Directive » Pull out every line of the records below that contains the string "flower", matching case exactly.

>> BEGIN Data to process

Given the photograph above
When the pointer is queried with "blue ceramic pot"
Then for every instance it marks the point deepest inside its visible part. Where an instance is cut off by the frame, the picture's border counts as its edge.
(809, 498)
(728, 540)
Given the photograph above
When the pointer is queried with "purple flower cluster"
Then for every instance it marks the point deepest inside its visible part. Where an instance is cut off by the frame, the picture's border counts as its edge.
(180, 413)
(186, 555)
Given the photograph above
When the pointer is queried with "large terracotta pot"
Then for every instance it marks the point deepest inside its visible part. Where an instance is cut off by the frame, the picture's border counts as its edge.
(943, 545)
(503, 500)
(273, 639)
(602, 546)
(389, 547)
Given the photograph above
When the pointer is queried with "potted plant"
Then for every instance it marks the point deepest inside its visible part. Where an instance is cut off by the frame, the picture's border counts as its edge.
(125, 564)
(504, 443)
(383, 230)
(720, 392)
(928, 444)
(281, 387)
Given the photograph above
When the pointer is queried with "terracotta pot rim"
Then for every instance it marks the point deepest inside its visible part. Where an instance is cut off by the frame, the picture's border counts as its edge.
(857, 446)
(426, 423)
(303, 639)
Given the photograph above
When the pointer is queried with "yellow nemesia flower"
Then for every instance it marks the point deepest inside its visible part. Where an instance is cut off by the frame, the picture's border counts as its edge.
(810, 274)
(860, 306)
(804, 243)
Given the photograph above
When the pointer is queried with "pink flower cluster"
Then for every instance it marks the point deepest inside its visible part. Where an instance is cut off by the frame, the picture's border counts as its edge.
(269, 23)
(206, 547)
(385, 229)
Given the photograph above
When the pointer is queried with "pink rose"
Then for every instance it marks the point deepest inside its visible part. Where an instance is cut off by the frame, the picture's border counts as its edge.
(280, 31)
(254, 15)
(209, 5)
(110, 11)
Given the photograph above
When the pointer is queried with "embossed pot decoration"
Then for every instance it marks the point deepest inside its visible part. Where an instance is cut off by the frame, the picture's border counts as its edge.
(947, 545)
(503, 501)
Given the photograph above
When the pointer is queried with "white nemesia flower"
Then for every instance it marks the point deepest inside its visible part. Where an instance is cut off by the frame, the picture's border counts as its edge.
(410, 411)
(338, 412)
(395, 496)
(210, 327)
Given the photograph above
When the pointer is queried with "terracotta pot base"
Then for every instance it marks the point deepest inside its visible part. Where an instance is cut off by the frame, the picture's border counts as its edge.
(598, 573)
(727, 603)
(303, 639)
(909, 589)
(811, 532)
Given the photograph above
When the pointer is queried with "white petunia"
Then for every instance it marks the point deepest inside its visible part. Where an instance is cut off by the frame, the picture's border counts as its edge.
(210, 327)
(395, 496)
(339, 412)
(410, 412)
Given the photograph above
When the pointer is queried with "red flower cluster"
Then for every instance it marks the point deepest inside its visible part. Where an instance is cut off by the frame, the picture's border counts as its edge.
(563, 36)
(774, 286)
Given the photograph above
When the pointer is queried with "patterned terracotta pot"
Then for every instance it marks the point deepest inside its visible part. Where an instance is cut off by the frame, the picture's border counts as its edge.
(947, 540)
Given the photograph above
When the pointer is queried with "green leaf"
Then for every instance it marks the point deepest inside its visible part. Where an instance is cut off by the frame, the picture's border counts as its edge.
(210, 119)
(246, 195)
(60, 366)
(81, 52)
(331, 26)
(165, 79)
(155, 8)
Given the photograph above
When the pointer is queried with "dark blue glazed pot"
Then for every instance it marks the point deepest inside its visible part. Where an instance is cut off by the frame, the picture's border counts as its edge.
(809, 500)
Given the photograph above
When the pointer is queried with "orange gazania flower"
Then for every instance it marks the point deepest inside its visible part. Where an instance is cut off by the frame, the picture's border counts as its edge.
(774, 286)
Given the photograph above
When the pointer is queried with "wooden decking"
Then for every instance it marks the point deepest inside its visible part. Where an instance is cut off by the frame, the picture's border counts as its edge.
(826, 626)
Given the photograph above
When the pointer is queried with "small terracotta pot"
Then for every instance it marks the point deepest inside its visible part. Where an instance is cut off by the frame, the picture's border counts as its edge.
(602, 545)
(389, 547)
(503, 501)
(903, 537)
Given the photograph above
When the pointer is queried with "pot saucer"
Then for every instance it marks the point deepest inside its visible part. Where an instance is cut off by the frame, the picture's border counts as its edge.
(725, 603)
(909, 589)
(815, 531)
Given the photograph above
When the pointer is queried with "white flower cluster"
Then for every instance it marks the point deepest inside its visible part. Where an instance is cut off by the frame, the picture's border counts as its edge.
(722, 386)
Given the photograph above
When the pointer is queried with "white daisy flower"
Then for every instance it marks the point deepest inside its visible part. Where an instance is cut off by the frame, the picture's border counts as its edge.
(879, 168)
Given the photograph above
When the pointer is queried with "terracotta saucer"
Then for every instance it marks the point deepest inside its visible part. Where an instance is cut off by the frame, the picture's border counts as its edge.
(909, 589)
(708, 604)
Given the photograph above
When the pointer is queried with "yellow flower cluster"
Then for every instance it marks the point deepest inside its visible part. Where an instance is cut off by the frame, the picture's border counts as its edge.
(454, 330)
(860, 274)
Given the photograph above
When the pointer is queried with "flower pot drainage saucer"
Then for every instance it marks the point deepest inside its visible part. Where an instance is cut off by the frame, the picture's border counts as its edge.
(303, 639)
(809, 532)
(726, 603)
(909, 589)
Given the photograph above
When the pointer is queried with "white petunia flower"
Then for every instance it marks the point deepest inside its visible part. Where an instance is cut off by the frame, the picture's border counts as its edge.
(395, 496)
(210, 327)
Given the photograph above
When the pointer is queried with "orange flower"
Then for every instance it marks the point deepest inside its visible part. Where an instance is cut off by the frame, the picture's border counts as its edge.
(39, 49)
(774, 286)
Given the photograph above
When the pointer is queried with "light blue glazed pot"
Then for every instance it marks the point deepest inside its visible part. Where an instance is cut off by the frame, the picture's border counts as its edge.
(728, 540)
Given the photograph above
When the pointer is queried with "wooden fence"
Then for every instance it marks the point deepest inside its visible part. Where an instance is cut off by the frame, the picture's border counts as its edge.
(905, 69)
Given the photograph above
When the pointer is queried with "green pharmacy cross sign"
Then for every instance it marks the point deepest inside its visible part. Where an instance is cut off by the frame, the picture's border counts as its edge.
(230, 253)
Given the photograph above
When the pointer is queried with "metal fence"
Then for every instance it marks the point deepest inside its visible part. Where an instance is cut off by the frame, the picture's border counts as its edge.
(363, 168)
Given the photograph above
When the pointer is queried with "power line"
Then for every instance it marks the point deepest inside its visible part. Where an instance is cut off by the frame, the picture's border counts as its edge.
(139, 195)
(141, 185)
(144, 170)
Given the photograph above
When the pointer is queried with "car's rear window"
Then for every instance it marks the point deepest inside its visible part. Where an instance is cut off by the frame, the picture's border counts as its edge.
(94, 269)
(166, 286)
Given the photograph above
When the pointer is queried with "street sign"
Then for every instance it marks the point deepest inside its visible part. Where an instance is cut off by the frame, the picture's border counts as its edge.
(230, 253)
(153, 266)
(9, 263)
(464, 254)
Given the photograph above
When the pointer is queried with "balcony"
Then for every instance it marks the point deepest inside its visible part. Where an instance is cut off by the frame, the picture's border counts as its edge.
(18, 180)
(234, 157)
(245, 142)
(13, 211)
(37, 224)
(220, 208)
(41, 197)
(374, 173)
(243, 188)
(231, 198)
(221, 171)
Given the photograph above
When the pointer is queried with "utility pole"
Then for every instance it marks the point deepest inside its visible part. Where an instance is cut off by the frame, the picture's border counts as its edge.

>> END Data to process

Full response »
When the pointer is queried with "purple flower cluster"
When the pointer is queried with "yellow nemesia flower"
When the pointer is queried with "pink flower cluster"
When the pointer is queried with "white nemesia flower"
When the pointer is queried with "red flower cluster"
When the pointer is queried with "orange gazania flower"
When the pointer is queried with "white flower cluster"
When the pointer is queried with "white daisy flower"
When the pointer is queried with "yellow flower cluster"
When the pointer is queried with "flower pot drainage saucer"
When the pointer is queried with "white petunia flower"
When the pointer is queried with "orange flower"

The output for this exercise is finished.